* _Task brief_:
In the records below, copy the lines word for word, starting with the line that contains "of the white" and ending after the line that contains "471, 326, 505, 478".

#### Data rows

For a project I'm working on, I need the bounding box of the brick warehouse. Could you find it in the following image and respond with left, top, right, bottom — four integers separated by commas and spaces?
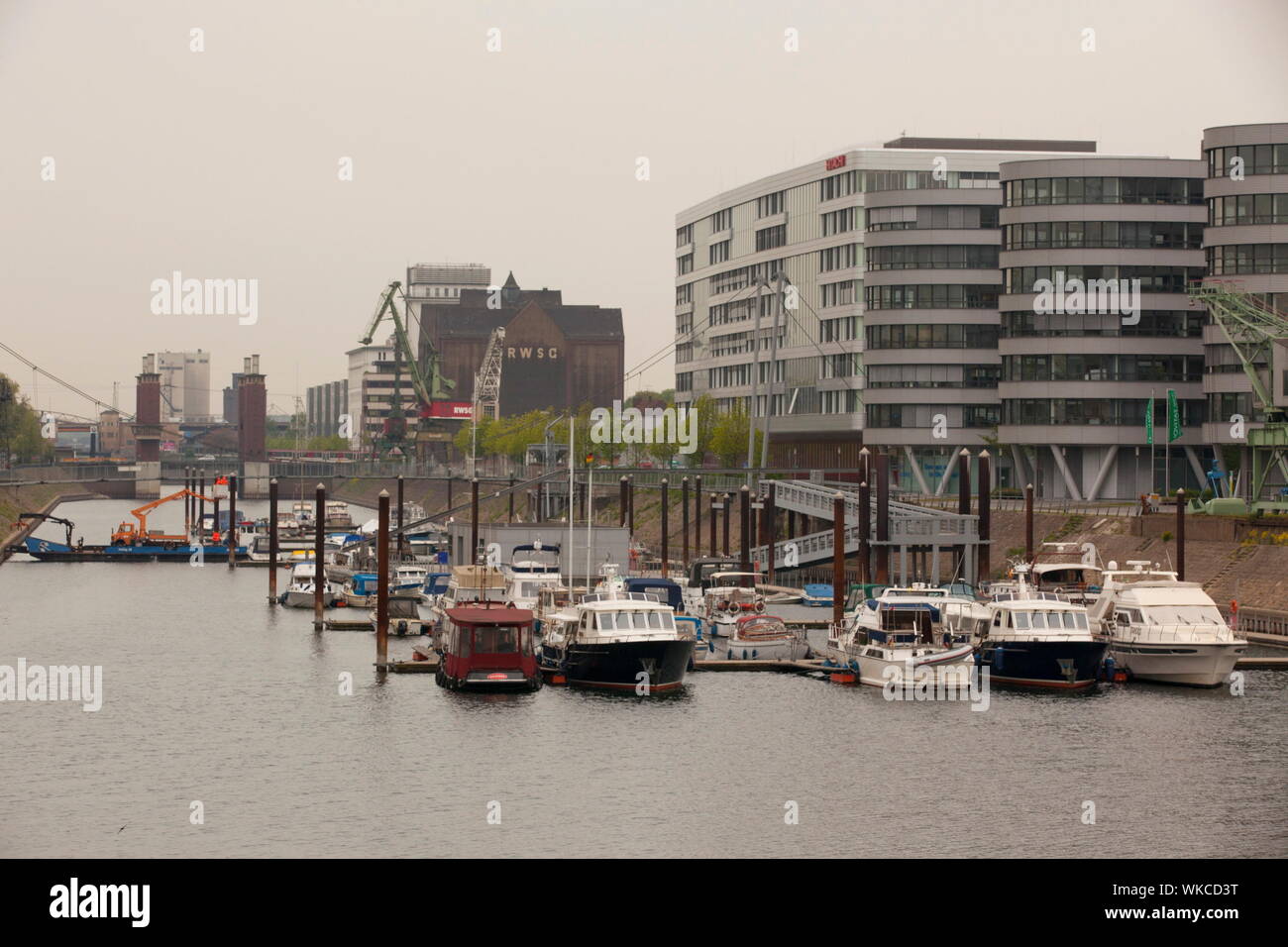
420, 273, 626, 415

########
#### Data rows

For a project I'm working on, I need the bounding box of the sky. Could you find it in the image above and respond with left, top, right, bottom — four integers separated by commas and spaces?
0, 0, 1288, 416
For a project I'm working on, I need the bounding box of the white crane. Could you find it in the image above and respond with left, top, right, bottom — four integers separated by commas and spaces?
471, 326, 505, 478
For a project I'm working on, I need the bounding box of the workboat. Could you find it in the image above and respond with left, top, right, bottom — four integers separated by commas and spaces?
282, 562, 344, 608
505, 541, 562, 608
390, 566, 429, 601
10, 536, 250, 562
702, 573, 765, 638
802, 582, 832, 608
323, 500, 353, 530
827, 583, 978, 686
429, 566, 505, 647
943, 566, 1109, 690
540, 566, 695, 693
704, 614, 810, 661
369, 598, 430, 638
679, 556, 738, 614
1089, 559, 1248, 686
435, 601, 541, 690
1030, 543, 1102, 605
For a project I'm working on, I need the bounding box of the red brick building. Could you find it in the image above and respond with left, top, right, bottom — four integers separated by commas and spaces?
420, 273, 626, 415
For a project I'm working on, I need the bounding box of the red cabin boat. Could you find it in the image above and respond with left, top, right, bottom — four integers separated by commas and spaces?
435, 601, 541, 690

########
#### Data rows

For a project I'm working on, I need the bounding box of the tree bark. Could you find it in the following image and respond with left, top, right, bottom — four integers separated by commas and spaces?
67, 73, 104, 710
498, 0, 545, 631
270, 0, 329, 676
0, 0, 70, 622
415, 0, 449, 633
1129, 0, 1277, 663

########

* _Solved problem_:
For a project I'm working on, I need the bounding box of the white crane. Could you find it in the image above and respond with left, top, right, bottom — four integers separated by commas and spaces?
471, 326, 505, 478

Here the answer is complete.